Data to use -

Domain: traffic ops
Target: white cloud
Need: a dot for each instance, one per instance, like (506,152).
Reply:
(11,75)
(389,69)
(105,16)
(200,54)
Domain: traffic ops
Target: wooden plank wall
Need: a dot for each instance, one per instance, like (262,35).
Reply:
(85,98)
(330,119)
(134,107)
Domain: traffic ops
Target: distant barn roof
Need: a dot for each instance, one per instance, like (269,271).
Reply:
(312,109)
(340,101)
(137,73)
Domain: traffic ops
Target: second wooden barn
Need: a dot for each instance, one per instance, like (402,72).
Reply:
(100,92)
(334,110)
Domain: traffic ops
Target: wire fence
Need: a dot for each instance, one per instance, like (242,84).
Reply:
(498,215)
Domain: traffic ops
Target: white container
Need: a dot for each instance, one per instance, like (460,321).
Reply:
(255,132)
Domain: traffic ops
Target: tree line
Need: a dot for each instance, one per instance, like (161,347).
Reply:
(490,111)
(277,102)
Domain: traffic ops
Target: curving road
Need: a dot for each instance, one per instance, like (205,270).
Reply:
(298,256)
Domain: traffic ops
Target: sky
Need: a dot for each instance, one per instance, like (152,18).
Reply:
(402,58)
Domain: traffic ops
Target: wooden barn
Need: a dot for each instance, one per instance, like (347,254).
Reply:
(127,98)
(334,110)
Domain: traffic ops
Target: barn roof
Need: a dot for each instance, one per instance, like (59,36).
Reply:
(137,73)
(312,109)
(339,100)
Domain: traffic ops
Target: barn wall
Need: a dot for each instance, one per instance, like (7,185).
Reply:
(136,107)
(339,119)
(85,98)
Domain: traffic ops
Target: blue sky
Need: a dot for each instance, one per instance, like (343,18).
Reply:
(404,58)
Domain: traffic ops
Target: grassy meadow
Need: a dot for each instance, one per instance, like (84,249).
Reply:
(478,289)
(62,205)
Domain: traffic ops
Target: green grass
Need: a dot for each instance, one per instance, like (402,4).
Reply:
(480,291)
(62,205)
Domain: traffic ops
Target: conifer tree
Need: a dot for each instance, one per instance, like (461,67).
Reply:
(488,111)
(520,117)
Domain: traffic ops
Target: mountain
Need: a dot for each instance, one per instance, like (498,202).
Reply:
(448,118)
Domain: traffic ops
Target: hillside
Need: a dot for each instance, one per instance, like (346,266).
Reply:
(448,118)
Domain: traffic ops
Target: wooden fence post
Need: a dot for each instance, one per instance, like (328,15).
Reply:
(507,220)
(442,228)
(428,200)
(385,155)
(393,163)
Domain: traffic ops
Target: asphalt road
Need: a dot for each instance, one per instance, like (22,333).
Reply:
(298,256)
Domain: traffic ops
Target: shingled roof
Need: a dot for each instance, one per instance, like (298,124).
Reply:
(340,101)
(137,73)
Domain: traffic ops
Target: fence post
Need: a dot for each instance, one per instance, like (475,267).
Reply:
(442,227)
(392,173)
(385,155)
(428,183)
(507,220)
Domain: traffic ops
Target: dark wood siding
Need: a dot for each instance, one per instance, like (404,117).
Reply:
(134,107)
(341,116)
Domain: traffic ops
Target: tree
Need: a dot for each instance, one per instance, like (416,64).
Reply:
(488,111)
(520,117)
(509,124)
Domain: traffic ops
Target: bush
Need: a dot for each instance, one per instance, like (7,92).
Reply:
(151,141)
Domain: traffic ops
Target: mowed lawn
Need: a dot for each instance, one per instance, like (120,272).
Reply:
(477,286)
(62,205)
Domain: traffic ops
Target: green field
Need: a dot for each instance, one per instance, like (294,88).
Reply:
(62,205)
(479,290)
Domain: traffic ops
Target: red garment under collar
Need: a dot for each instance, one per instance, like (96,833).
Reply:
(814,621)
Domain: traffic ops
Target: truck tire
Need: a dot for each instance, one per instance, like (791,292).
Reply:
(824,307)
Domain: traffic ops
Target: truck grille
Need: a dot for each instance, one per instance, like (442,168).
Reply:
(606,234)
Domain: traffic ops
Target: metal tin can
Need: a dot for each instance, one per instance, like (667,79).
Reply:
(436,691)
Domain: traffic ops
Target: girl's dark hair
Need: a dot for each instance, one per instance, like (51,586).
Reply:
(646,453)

Task statement - How many lines in the items above contain the word "wooden"? Reply with the number alone.

The reply - 4